PROVIDED RECORDS

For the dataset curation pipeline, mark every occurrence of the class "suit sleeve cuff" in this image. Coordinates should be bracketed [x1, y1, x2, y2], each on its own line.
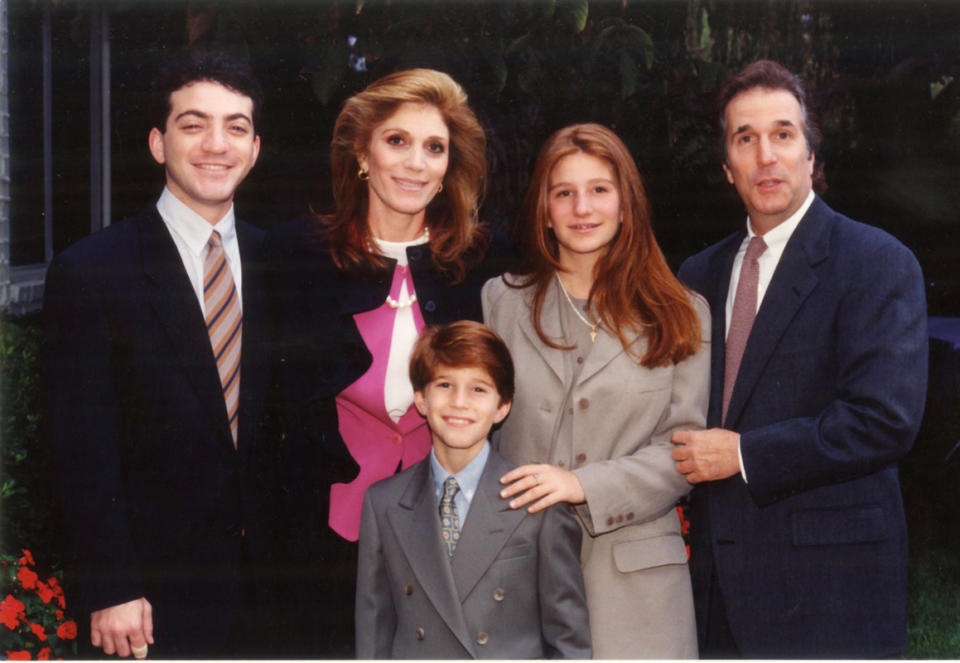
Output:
[737, 435, 747, 483]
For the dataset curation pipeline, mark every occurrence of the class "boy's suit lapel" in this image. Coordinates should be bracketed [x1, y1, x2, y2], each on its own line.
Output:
[451, 449, 527, 602]
[387, 461, 476, 657]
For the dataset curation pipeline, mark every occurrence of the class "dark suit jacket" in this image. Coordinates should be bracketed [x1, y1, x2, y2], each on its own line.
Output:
[44, 205, 271, 656]
[680, 198, 927, 658]
[356, 449, 591, 659]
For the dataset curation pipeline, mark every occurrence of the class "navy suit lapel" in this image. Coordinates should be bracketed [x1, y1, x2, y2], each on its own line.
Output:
[721, 198, 829, 428]
[387, 461, 476, 657]
[237, 221, 270, 452]
[138, 207, 235, 448]
[452, 449, 527, 602]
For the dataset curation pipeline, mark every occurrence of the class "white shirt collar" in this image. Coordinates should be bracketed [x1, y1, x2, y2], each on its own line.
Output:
[373, 232, 430, 265]
[747, 189, 816, 251]
[157, 187, 237, 256]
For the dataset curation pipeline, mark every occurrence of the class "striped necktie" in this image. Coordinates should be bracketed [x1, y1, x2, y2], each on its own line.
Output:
[203, 230, 243, 447]
[440, 477, 460, 557]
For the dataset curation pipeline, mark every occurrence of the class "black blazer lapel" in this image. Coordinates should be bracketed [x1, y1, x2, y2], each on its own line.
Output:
[137, 207, 234, 448]
[721, 198, 830, 429]
[237, 220, 271, 452]
[387, 461, 476, 657]
[451, 449, 527, 602]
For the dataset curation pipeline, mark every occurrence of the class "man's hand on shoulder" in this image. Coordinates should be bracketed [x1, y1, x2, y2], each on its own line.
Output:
[670, 428, 740, 483]
[90, 597, 153, 658]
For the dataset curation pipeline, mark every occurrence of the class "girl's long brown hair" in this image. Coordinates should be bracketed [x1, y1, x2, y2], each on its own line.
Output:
[320, 69, 489, 283]
[508, 124, 701, 367]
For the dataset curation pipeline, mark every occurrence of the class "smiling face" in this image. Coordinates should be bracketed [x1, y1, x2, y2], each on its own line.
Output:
[149, 81, 260, 224]
[357, 103, 450, 241]
[547, 152, 620, 266]
[413, 365, 510, 473]
[723, 87, 814, 234]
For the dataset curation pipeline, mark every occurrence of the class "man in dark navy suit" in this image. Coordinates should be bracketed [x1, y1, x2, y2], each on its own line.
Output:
[44, 52, 272, 658]
[673, 62, 927, 658]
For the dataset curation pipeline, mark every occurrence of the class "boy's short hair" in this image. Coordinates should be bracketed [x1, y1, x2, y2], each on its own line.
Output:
[150, 49, 263, 133]
[410, 320, 513, 403]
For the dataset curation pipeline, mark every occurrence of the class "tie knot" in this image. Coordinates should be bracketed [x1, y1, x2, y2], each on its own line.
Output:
[744, 235, 767, 260]
[443, 477, 460, 500]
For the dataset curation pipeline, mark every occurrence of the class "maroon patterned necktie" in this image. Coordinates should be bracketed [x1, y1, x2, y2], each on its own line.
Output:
[203, 230, 243, 447]
[721, 235, 767, 422]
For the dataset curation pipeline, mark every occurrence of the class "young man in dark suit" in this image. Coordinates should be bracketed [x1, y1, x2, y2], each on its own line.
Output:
[673, 62, 927, 658]
[44, 52, 271, 658]
[356, 320, 591, 659]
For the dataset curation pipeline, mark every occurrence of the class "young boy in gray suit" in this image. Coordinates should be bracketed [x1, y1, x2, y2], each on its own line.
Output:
[356, 321, 591, 659]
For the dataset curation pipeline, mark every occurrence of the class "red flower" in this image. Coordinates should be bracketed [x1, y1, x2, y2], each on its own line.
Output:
[37, 578, 56, 603]
[30, 622, 47, 642]
[17, 566, 40, 589]
[0, 594, 27, 630]
[57, 620, 77, 640]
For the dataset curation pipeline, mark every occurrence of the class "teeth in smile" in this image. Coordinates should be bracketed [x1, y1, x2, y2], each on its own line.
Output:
[393, 179, 424, 191]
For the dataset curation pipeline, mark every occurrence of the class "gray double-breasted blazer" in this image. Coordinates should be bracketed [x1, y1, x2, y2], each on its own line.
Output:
[482, 274, 710, 658]
[356, 450, 591, 659]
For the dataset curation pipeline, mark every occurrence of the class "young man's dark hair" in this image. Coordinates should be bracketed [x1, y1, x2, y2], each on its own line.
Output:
[149, 50, 263, 132]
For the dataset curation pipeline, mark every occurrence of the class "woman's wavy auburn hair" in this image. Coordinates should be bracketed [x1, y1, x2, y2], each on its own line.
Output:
[508, 124, 701, 367]
[321, 69, 489, 283]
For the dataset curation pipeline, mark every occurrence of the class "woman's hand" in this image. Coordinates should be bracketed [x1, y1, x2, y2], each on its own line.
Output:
[500, 465, 587, 513]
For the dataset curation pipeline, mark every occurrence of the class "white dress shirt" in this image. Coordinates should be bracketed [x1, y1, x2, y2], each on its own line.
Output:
[725, 191, 815, 483]
[726, 191, 814, 334]
[373, 233, 430, 422]
[157, 187, 243, 316]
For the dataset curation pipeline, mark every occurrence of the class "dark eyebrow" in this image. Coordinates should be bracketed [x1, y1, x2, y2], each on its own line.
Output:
[731, 120, 796, 136]
[173, 110, 210, 122]
[174, 109, 253, 124]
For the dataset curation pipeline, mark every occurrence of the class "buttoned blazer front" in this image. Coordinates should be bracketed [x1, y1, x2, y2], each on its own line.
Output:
[482, 274, 710, 657]
[680, 197, 927, 658]
[44, 205, 274, 656]
[356, 450, 591, 659]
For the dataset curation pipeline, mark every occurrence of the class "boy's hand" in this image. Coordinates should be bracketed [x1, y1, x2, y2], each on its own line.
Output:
[500, 465, 587, 513]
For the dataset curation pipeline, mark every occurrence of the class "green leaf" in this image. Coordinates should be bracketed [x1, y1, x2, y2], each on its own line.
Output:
[620, 51, 639, 99]
[557, 0, 590, 34]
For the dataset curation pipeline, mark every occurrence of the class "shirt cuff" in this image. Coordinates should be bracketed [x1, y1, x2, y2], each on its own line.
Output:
[737, 435, 747, 483]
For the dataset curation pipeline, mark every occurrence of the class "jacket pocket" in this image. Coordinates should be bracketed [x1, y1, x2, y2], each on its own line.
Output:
[613, 533, 687, 573]
[791, 504, 888, 546]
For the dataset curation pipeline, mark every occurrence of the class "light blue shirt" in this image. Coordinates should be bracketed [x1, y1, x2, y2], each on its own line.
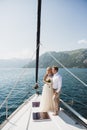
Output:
[53, 73, 62, 93]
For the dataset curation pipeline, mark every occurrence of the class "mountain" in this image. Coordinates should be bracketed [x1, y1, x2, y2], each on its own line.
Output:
[25, 49, 87, 68]
[0, 58, 30, 68]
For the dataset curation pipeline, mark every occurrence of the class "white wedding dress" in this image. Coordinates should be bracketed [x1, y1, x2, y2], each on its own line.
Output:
[40, 78, 53, 112]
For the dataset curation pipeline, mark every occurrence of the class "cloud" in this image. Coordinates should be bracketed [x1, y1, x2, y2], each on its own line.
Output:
[78, 40, 87, 44]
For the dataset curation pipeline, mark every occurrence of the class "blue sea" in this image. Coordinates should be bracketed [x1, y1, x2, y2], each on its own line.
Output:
[0, 68, 87, 123]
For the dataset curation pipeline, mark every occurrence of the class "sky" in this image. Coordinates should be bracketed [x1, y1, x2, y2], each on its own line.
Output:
[0, 0, 87, 59]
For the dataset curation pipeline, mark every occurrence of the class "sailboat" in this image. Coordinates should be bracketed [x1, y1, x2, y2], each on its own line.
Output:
[0, 0, 87, 130]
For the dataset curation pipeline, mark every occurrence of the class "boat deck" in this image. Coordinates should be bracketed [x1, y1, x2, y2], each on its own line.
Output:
[0, 95, 86, 130]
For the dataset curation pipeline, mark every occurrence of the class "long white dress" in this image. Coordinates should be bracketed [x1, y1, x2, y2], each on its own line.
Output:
[40, 76, 53, 112]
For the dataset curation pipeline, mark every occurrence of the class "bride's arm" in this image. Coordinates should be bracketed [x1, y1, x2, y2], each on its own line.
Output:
[43, 74, 48, 83]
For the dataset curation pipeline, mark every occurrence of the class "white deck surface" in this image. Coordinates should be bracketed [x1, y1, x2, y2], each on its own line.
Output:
[0, 95, 86, 130]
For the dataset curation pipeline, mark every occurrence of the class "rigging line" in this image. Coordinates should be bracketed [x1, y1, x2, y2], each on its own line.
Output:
[0, 43, 40, 109]
[61, 92, 87, 107]
[35, 0, 42, 83]
[41, 47, 87, 87]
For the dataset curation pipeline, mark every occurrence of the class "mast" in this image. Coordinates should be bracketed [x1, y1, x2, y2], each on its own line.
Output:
[35, 0, 41, 83]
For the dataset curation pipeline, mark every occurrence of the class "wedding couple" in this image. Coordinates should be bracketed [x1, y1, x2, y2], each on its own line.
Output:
[40, 66, 62, 115]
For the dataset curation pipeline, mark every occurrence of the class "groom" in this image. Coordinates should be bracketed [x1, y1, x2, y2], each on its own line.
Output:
[52, 66, 62, 116]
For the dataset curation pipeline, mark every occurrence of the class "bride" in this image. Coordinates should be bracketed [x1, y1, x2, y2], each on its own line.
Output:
[40, 67, 53, 112]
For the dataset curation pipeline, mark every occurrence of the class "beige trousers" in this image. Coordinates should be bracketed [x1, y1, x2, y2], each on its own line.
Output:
[52, 93, 60, 114]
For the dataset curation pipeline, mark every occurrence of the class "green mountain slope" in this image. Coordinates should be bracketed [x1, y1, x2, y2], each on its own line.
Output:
[25, 49, 87, 68]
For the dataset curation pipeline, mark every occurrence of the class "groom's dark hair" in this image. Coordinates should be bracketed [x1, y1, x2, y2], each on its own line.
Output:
[53, 66, 59, 71]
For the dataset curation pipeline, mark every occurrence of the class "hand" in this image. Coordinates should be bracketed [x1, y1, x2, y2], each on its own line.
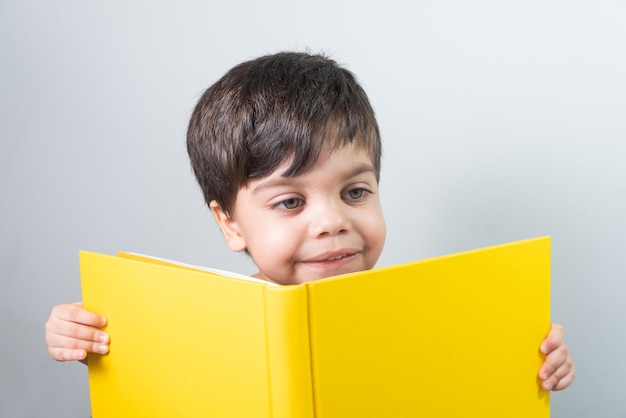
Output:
[539, 324, 576, 390]
[45, 302, 109, 361]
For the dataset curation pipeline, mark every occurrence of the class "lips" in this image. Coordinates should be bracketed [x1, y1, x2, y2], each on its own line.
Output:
[305, 249, 360, 264]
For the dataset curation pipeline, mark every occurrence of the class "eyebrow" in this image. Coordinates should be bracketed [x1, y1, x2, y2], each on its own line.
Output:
[252, 163, 376, 194]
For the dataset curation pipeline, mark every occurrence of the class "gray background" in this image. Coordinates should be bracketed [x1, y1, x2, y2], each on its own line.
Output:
[0, 0, 626, 418]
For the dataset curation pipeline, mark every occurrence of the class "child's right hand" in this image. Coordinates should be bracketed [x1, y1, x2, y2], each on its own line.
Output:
[45, 302, 109, 361]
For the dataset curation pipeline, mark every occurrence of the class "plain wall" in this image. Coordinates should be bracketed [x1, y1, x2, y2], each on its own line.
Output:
[0, 0, 626, 418]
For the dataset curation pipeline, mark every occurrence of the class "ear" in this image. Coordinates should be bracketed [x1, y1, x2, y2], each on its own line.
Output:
[209, 200, 247, 252]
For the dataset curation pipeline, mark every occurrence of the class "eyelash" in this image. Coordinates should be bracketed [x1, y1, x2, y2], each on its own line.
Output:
[273, 187, 372, 211]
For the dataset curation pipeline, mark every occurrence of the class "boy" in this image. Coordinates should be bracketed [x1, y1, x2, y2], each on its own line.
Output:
[46, 53, 574, 390]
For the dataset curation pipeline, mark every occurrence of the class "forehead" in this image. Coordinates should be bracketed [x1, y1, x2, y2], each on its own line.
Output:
[245, 144, 378, 193]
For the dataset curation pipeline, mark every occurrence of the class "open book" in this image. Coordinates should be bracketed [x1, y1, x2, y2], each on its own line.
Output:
[80, 237, 550, 418]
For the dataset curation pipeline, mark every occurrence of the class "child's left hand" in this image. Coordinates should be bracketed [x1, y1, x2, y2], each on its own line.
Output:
[539, 324, 576, 390]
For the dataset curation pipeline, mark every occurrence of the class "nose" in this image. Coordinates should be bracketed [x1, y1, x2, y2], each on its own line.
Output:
[310, 201, 349, 237]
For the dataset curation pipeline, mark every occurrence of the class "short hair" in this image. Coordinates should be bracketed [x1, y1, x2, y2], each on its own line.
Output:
[187, 52, 381, 215]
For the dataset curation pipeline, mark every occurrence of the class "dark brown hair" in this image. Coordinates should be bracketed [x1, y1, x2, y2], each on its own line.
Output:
[187, 52, 381, 214]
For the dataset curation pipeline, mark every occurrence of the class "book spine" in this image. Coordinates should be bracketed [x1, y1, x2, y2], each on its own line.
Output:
[265, 286, 315, 418]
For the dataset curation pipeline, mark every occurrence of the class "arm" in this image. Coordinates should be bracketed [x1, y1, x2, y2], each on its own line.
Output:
[539, 324, 576, 390]
[45, 302, 109, 363]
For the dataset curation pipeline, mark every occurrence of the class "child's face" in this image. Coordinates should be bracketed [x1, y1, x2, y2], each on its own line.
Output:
[211, 145, 385, 284]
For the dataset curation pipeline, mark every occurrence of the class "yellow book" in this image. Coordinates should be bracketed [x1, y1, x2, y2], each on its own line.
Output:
[80, 237, 550, 418]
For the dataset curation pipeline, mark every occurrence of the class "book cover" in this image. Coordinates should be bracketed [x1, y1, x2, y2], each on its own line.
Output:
[80, 237, 550, 418]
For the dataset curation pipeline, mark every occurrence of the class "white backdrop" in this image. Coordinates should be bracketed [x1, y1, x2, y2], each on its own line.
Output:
[0, 0, 626, 418]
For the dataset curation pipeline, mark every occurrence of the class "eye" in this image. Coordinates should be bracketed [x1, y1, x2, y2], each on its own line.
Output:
[276, 197, 303, 210]
[341, 187, 368, 200]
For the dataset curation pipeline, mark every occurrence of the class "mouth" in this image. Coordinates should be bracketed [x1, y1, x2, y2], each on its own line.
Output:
[304, 250, 361, 268]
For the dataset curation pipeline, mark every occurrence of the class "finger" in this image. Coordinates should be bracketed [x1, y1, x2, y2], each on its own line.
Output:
[541, 366, 575, 390]
[53, 302, 107, 328]
[48, 347, 87, 361]
[48, 335, 109, 360]
[552, 366, 576, 390]
[541, 355, 576, 390]
[539, 345, 572, 380]
[540, 324, 565, 354]
[46, 321, 109, 345]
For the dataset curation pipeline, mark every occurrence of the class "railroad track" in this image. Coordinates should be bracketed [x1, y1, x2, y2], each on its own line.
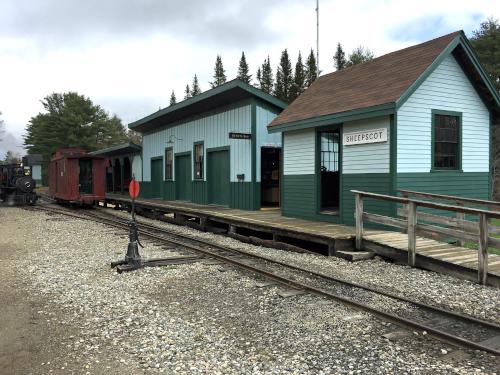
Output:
[30, 205, 500, 356]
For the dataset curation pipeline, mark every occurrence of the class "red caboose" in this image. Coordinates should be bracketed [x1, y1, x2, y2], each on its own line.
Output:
[49, 148, 106, 205]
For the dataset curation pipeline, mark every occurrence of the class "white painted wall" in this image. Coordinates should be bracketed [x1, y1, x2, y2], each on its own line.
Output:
[397, 55, 490, 173]
[342, 116, 391, 174]
[142, 105, 252, 181]
[283, 129, 316, 175]
[255, 105, 281, 182]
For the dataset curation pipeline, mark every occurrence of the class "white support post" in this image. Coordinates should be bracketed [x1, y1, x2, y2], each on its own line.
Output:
[477, 214, 488, 285]
[408, 201, 417, 267]
[355, 193, 363, 250]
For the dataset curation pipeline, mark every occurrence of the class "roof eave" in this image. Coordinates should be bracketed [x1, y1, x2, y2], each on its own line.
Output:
[267, 103, 396, 133]
[128, 80, 288, 130]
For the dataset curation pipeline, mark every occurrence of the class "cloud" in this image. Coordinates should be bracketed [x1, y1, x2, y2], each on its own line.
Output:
[0, 0, 294, 45]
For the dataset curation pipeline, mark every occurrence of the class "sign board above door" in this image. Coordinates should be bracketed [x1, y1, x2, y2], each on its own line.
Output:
[343, 128, 387, 146]
[229, 132, 252, 139]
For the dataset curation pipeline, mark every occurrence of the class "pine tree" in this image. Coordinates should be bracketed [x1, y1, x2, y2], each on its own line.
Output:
[345, 46, 375, 68]
[306, 49, 318, 87]
[257, 56, 274, 94]
[210, 55, 226, 88]
[470, 18, 500, 92]
[191, 74, 201, 96]
[236, 52, 252, 84]
[170, 90, 177, 105]
[274, 49, 293, 103]
[290, 51, 306, 102]
[333, 43, 347, 70]
[255, 66, 262, 88]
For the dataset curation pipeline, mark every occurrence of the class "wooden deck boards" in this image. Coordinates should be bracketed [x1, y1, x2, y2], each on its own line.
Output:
[363, 232, 500, 276]
[106, 194, 366, 239]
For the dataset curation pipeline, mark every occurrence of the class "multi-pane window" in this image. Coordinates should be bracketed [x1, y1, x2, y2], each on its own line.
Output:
[165, 149, 174, 180]
[433, 114, 460, 169]
[320, 131, 340, 172]
[194, 144, 203, 180]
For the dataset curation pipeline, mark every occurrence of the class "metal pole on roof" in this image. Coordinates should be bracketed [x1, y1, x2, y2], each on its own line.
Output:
[316, 0, 319, 77]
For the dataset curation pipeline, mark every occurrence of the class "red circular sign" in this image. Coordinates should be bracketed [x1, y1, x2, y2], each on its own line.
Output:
[128, 178, 139, 198]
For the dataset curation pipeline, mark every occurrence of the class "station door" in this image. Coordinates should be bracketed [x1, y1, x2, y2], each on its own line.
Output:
[175, 155, 191, 201]
[151, 159, 163, 198]
[207, 151, 230, 206]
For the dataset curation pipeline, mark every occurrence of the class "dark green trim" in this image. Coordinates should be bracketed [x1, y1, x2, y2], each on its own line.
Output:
[460, 31, 500, 110]
[430, 109, 463, 173]
[128, 79, 287, 131]
[267, 103, 395, 133]
[191, 141, 207, 181]
[206, 146, 231, 153]
[163, 147, 175, 181]
[314, 124, 343, 217]
[250, 100, 262, 209]
[389, 112, 398, 209]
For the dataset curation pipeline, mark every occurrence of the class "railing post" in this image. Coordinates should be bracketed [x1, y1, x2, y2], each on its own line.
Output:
[355, 193, 363, 250]
[455, 202, 465, 247]
[408, 201, 417, 267]
[477, 214, 488, 285]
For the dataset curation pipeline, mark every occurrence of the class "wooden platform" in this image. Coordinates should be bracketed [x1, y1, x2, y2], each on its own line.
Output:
[106, 194, 500, 287]
[363, 232, 500, 287]
[106, 194, 364, 254]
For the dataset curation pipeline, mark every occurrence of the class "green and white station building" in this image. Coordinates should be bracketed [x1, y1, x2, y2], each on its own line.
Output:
[268, 31, 500, 224]
[129, 80, 286, 210]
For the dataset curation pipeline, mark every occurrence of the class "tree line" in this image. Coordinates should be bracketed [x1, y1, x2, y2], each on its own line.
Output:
[170, 43, 374, 105]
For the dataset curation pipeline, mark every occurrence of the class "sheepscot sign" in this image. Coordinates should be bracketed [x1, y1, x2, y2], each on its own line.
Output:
[343, 128, 387, 146]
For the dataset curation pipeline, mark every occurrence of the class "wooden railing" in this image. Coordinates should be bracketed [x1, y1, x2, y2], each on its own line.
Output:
[351, 190, 500, 284]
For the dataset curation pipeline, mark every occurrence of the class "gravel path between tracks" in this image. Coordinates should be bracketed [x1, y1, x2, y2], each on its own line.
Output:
[0, 208, 500, 374]
[105, 209, 500, 324]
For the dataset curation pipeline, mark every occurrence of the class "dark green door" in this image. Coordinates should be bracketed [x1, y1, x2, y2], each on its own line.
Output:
[175, 155, 191, 201]
[207, 151, 229, 206]
[151, 159, 163, 198]
[78, 159, 93, 194]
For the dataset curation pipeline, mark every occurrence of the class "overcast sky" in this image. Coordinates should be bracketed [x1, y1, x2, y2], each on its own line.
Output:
[0, 0, 500, 158]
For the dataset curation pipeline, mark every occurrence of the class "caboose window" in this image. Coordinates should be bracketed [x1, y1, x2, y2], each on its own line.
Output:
[432, 113, 461, 170]
[194, 143, 204, 180]
[165, 148, 174, 180]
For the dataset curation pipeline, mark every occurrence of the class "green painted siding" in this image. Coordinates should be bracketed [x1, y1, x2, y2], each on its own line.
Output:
[174, 154, 192, 201]
[229, 182, 260, 210]
[191, 180, 208, 204]
[207, 150, 230, 206]
[397, 171, 490, 199]
[282, 173, 395, 225]
[163, 181, 175, 201]
[139, 181, 151, 199]
[151, 157, 163, 198]
[342, 173, 395, 225]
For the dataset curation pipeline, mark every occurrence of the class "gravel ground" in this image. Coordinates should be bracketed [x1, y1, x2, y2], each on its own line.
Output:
[0, 208, 500, 374]
[106, 209, 500, 323]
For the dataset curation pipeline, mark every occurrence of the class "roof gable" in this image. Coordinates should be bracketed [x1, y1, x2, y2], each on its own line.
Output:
[268, 31, 500, 132]
[128, 79, 287, 132]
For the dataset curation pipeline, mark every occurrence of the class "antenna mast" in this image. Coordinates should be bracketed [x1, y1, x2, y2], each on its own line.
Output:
[316, 0, 319, 77]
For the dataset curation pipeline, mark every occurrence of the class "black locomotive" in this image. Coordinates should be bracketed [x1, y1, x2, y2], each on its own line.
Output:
[0, 164, 37, 205]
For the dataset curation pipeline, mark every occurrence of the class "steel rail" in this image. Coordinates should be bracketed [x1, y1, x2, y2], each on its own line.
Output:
[29, 210, 500, 356]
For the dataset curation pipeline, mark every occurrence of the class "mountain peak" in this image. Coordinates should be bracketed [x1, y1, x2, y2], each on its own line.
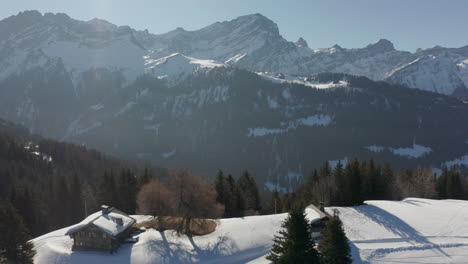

WRITTEN PROBLEM
Reproduce verbatim the lines of the listing starting with the line that contains "and white station" and going on through the line that contains "[129, 80, 286, 210]", both of those lines included.

RESULT OF THE EXERCISE
For the dataset curation pipeline, mark every occurrence of the class "green and white station building" in this image. Coordinates should be bracketed [x1, y1, x2, y2], each on its own line.
Output:
[268, 31, 500, 224]
[129, 80, 286, 210]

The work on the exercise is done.